** Recorded data follows **
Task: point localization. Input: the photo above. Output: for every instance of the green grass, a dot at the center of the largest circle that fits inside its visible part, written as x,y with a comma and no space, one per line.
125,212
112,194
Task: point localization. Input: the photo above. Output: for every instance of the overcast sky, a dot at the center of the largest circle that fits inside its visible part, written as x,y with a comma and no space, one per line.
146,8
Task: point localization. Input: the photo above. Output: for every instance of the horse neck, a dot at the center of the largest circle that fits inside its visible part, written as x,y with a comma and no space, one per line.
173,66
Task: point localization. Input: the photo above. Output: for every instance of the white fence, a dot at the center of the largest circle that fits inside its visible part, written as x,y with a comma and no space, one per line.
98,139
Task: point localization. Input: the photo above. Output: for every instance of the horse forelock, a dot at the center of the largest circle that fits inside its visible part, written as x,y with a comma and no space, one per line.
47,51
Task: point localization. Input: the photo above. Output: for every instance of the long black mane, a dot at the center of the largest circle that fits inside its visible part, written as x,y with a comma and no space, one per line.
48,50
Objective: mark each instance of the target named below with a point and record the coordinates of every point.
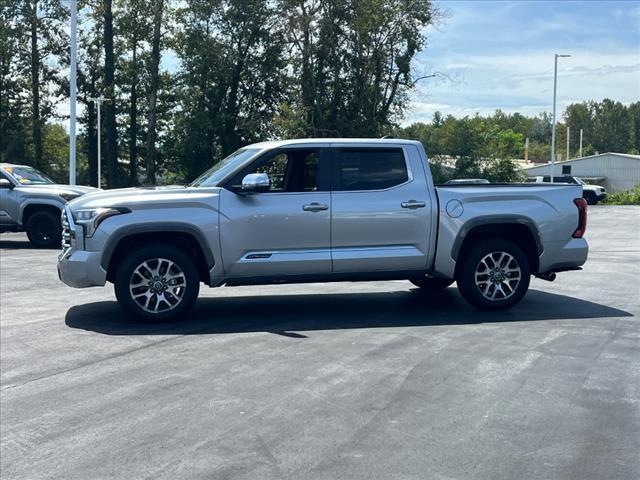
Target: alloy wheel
(157, 285)
(497, 276)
** End of Recorded data **
Print all of the records shown above exactly, leaving out each picture.

■ Reply to the task
Task: point localization. Input: the photo above. Output: for every instance of the green grass, a dot at the center of the largest circle that fits inside its visible part, written as x,y with a comma and no space, one per line.
125,212
112,194
Task: point localization. Input: the photo above. Output: for every instance of the overcast sky, a dot at the center of the largest circle that fits inside its visible part, written as x,y with a comma and no space, one per line.
146,8
Task: point localization. Input: the photo above. Output: for every instance of the horse neck, a dot at the center of the largest circle that fits inside its visible part, written as x,y with a comma and no space, one per line.
173,66
Task: point localization. Input: the photo above. Output: for every instance of the white fence, a dot at the center of the largest circle that fits inside its visible part, written as x,y with a comma and no space, one per line.
98,139
Task: point localization. Input: the photo above. Output: for every instance of the horse forelock, a dot at the center of the largest circle that fits inside its visible part, written as x,y with a comma and no space, one per line.
47,51
Task: point localization. Input: the photo above. Output: for every instance of the long black mane, a dot at the center of the largest circle that fits inside its visible part, written as x,y with a comma and no space, one per line.
48,50
Objective: mark each instance of the target named below with a point and record the coordinates of every point.
Target: alloy wheel
(157, 285)
(497, 276)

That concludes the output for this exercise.